* What to produce *
Since pictures do not belong in the copy, please repeat every record below exactly without them.

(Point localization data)
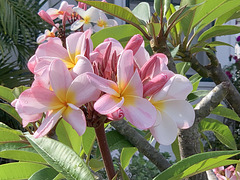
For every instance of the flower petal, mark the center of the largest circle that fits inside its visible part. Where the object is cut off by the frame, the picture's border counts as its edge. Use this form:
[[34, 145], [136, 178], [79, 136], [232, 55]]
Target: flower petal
[[165, 132], [102, 84], [180, 111], [38, 99], [125, 69], [83, 65], [60, 79], [48, 123], [107, 104], [75, 43], [76, 119], [139, 112], [134, 87], [177, 87], [81, 91]]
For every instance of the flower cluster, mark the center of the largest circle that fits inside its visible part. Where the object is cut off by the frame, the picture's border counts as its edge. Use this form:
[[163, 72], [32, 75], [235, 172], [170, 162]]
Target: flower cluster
[[80, 84], [226, 174], [80, 18]]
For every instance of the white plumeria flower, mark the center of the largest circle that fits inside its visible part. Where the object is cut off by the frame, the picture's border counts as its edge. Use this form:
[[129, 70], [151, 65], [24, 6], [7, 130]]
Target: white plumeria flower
[[48, 34], [89, 16], [104, 22]]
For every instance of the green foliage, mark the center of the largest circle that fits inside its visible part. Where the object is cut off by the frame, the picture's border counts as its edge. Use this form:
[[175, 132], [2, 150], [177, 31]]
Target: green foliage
[[221, 131], [19, 170], [61, 157], [126, 156], [196, 164]]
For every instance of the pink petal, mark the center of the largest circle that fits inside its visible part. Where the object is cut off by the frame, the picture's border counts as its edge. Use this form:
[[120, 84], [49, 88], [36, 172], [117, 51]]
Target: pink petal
[[75, 43], [32, 63], [180, 111], [134, 43], [139, 112], [177, 87], [81, 91], [76, 119], [134, 87], [125, 69], [83, 65], [38, 99], [60, 79], [102, 84], [49, 122], [165, 132], [107, 104]]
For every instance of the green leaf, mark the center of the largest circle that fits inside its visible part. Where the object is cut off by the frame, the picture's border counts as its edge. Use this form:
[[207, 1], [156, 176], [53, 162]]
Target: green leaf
[[61, 157], [68, 136], [19, 170], [11, 111], [142, 11], [164, 3], [218, 43], [220, 30], [9, 135], [88, 139], [46, 173], [183, 67], [114, 10], [212, 10], [175, 149], [96, 164], [196, 95], [195, 79], [117, 141], [123, 173], [226, 112], [6, 94], [221, 131], [233, 14], [196, 164], [121, 33], [126, 156], [18, 90]]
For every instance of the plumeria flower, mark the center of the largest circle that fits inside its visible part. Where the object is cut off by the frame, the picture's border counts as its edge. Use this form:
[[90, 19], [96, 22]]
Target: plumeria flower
[[104, 22], [126, 94], [226, 174], [87, 17], [48, 34], [64, 100], [173, 111], [58, 13], [78, 44]]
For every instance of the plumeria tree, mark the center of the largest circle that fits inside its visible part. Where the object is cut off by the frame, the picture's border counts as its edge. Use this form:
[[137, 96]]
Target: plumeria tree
[[94, 80]]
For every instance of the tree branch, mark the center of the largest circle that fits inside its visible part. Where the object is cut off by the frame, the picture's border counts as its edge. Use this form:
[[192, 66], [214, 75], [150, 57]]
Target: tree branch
[[141, 143], [189, 147]]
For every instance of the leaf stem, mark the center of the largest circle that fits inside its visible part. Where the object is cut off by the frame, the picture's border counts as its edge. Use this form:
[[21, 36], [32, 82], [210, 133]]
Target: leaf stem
[[104, 149]]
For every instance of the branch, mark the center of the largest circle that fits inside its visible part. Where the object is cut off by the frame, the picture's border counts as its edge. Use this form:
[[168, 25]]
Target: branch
[[218, 75], [141, 143], [189, 138]]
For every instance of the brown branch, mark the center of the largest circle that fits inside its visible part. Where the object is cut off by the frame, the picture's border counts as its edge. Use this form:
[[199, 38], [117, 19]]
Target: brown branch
[[141, 143], [189, 138]]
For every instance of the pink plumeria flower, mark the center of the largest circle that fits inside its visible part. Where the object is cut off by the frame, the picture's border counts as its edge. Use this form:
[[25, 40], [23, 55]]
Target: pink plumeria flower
[[103, 22], [126, 94], [63, 101], [73, 56], [87, 17], [173, 111], [58, 13], [226, 174], [48, 34]]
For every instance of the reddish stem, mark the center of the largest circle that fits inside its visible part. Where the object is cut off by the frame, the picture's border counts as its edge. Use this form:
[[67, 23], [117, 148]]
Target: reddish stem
[[104, 149]]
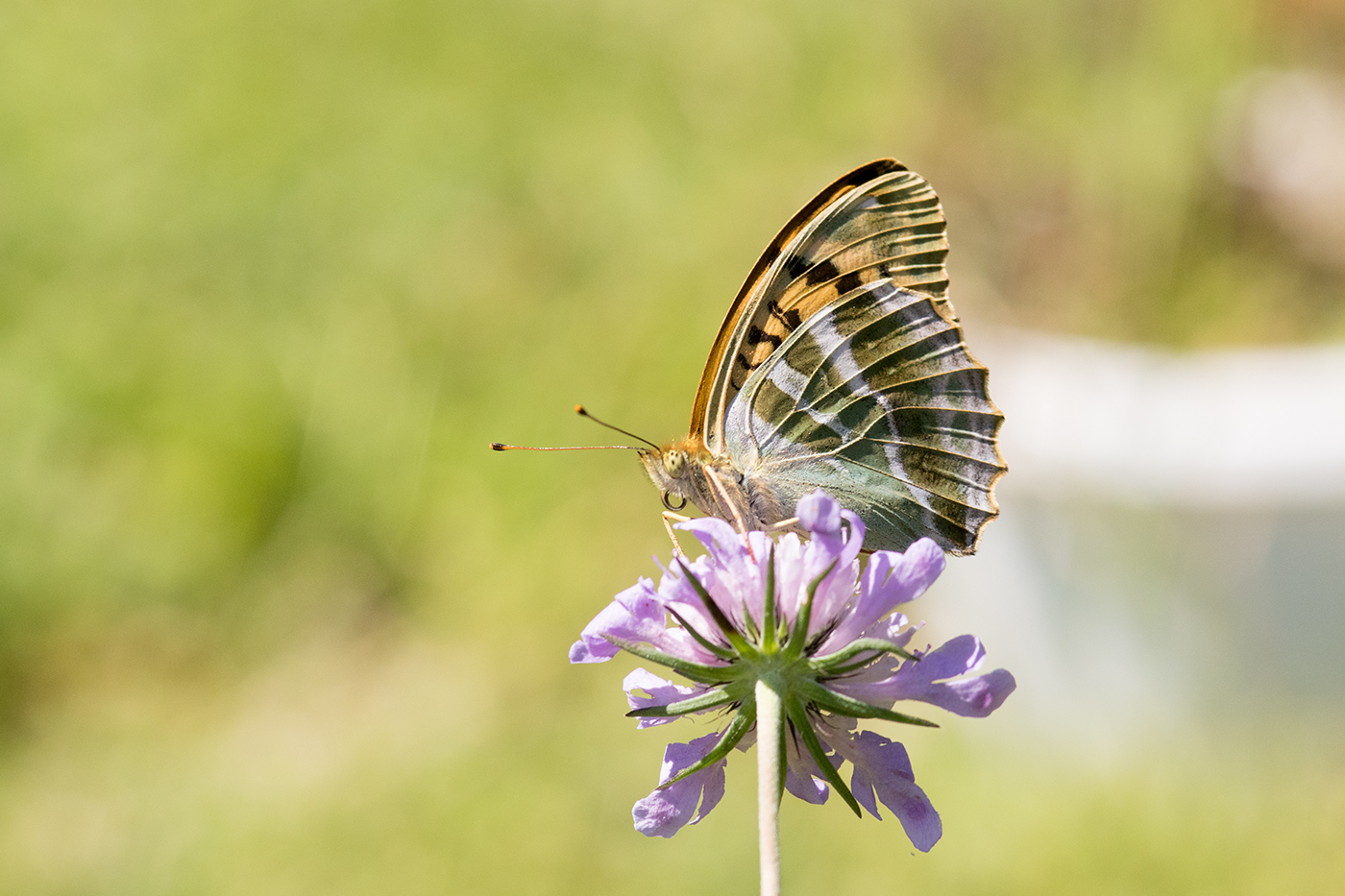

* Answer section *
For every instance of the flower petal, mark the center of the largest circle that fits inside its visible part. Where the object is cut off by the frame, the picture's border counts as its edge. Use this form:
[[34, 145], [136, 178], [79, 136], [232, 55]]
Target: flower petal
[[165, 132], [102, 84], [180, 111], [38, 99], [125, 69], [83, 65], [60, 79], [48, 123], [107, 104], [75, 43], [76, 119], [139, 112], [134, 87], [177, 87], [81, 91]]
For every instance of the flower cluster, mark the center of the largest circle that fits inside its visible part. Where the object is cut off by the frame, the picture's border counts as its edge. Use this form:
[[163, 72], [32, 75], [235, 172], [170, 162]]
Target: flower cluster
[[80, 84], [226, 174], [80, 18]]
For every instance of the white plumeria flower, mark the center of the largest circle that fits inside its visible part. Where the object is cut off by the frame, the picture's border counts as its edge. Use this form:
[[129, 70], [151, 65], [24, 6], [7, 130]]
Target: white plumeria flower
[[48, 34], [89, 16], [104, 22]]
For every instance of the green foliage, mark the center of the largest circle that fits inside its visible part. Where the object is cut off by the frame, the picture's border counts as its edge. Use this form:
[[175, 132], [2, 150], [177, 31]]
Target: green foliage
[[221, 131], [19, 170], [61, 157], [126, 156], [196, 164]]
For every instance of the pink petal, mark the center of the largest circle that fits inside its visible part. Where the object is cut off by the frame, the picture's border counts as its edge. Use this form:
[[120, 84], [49, 88], [36, 172], [117, 51]]
Target: pink petal
[[75, 43], [32, 63], [180, 111], [134, 43], [139, 112], [177, 87], [81, 91], [76, 119], [134, 87], [125, 69], [83, 65], [38, 99], [60, 79], [102, 84], [49, 122], [165, 132], [107, 104]]
For every instance of the green leaf, mark the center of the largest circle that fits inside its visible part. Where the object is cut off by the frame, the picture's border counts as its edge. Use this form:
[[207, 1], [156, 176], [53, 162]]
Target: green leaf
[[61, 157], [68, 136], [19, 170], [11, 111], [142, 11], [164, 3], [218, 43], [220, 30], [9, 135], [88, 139], [46, 173], [183, 67], [114, 10], [212, 10], [175, 149], [96, 164], [196, 95], [195, 79], [117, 141], [123, 173], [226, 112], [6, 94], [221, 131], [233, 14], [196, 164], [121, 33], [126, 156], [18, 90]]
For every instance of the plumeria flower, mark the center of the largest circle that fits inside its visible part. Where the object is cut off by the frame, the picture's border counts as its edge. Use this form:
[[90, 19], [96, 22]]
Target: plumeria flower
[[104, 22], [126, 94], [226, 174], [87, 17], [48, 34], [64, 100], [173, 111], [58, 13], [78, 44]]
For every instance of the plumeria tree, mark the center of the largest circle that fits inside its visible part. Where the object is cut off by the frame, the picture's border counts as its edge. Use this form:
[[137, 96]]
Target: plumeria tree
[[94, 80]]
For every instance of the tree branch, mark the center of the largest circle that fits inside its visible part. Where the object is cut off by the frame, the picture's border counts as its edge. Use this form:
[[192, 66], [214, 75], [150, 57]]
Target: tree branch
[[141, 143], [189, 147]]
For every instance of the leaf stem, mark the center of the largest circle that fits inside its visible part. Where the object is cut off by the frame, the picture's border counts as its edge. Use this form:
[[21, 36], [32, 82], [210, 133]]
Target: leaf stem
[[104, 149]]
For every instance of the branch, mark the center of the largest circle that fits inside its visible part. Where the object is cut off by the frame, the picture's border counts as its edge. Use this form:
[[168, 25]]
Target: branch
[[218, 75], [141, 143], [189, 138]]
For every instance of the brown branch, mark the center of the largest circle that fits inside its visible part. Where the object is cut off by the frame, the picture's border counts as its edge. Use this form:
[[199, 38], [117, 19]]
Target: brown branch
[[141, 143], [189, 138]]
For every instance of the pink plumeria flower, mark the center of the largest circle that fits inside its visible part. Where the object is cut off by the frame, the picture's border counts as its edge. Use this form:
[[25, 40], [23, 55]]
Target: pink plumeria flower
[[103, 22], [126, 94], [63, 101], [73, 56], [87, 17], [173, 111], [58, 13], [226, 174], [48, 34]]
For every instance of the reddish stem, mark the center of the largest circle that fits inside its visible part. Where the object is cut off by the frame, the picture's border counts as its edge. Use this form:
[[67, 23], [117, 148]]
Target: reddish stem
[[104, 149]]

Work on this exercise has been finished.